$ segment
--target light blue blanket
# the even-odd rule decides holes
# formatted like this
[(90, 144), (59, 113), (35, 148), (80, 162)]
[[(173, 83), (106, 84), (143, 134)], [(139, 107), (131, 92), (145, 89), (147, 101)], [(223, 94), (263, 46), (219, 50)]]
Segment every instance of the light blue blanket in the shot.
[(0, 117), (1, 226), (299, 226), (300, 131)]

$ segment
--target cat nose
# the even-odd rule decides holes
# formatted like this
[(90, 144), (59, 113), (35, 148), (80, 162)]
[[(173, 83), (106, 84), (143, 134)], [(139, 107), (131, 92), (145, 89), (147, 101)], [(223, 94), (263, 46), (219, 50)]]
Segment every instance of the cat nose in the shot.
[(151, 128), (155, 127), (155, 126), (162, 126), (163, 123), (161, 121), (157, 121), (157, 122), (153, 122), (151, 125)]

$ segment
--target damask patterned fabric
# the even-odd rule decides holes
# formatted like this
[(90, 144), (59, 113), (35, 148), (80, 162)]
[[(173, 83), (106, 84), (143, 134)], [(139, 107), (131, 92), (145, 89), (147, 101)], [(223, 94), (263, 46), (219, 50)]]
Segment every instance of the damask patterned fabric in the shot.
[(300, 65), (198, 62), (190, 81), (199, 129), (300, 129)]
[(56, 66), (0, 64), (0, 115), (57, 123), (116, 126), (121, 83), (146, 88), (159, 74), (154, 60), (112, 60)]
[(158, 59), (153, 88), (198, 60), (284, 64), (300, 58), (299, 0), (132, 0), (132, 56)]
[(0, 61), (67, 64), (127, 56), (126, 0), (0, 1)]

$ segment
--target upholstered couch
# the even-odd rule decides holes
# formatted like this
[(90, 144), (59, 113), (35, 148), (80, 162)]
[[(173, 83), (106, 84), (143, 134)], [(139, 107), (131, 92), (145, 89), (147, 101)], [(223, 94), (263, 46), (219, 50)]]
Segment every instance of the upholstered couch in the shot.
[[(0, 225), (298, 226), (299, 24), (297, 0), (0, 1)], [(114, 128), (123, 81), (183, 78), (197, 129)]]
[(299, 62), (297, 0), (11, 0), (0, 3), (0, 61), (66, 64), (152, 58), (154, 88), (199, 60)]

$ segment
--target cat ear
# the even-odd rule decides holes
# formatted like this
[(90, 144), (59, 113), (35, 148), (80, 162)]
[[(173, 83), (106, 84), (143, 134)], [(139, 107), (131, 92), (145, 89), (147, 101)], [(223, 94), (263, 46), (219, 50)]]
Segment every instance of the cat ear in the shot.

------------------------------------------------------------

Reproduce the listing above verbatim.

$ segment
--target light blue blanket
# the even-odd rule decides holes
# formatted like this
[(90, 144), (59, 113), (35, 148), (80, 162)]
[[(173, 83), (106, 84), (143, 134)], [(139, 107), (131, 92), (145, 89), (147, 101)], [(223, 94), (263, 46), (219, 50)]]
Segment every instance of the light blue blanket in the shot.
[(0, 117), (1, 226), (299, 226), (300, 131)]

$ segment
--target cat nose
# the even-odd rule decides holes
# formatted like this
[(90, 144), (59, 113), (35, 148), (80, 162)]
[[(173, 83), (106, 84), (143, 134)], [(139, 107), (131, 92), (145, 89), (147, 101)], [(223, 94), (263, 46), (219, 50)]]
Segment every instance of the cat nose in the shot.
[(151, 128), (155, 127), (155, 126), (162, 126), (163, 123), (161, 121), (157, 121), (157, 122), (153, 122), (151, 125)]

$ segment
--target damask patterned fabric
# the even-odd rule decides holes
# formatted like this
[(90, 144), (59, 113), (35, 148), (80, 162)]
[[(173, 83), (106, 84), (143, 134)], [(139, 107), (131, 92), (145, 89), (147, 101)], [(223, 94), (263, 46), (219, 50)]]
Segment every instance of the damask patterned fabric in the shot.
[(300, 65), (198, 62), (190, 81), (199, 129), (300, 129)]
[(56, 66), (0, 64), (0, 115), (57, 123), (116, 126), (121, 83), (146, 88), (159, 74), (154, 60), (112, 60)]
[(158, 59), (153, 88), (198, 60), (284, 64), (300, 58), (299, 0), (132, 0), (132, 56)]
[(0, 61), (67, 64), (127, 56), (126, 0), (0, 1)]

$ segment
--target upholstered couch
# the even-odd rule decides holes
# formatted like this
[(90, 144), (59, 113), (35, 148), (80, 162)]
[[(173, 83), (106, 84), (143, 134)], [(139, 107), (131, 92), (145, 89), (147, 101)], [(223, 94), (263, 46), (219, 50)]]
Segment every instance of the upholstered couch in the shot.
[[(0, 225), (298, 226), (299, 24), (297, 0), (0, 1)], [(114, 128), (123, 81), (183, 78), (197, 129)]]
[(299, 62), (297, 0), (11, 0), (0, 3), (0, 61), (66, 64), (152, 58), (154, 88), (199, 60)]

$ segment
--target cat ear
# the even-odd rule decides holes
# formatted like this
[(90, 144), (59, 113), (35, 148), (80, 162)]
[[(173, 83), (106, 84), (143, 134)], [(139, 107), (131, 92), (145, 89), (147, 101)], [(223, 94), (263, 46), (219, 50)]]
Segment every instance of the cat ear in the shot.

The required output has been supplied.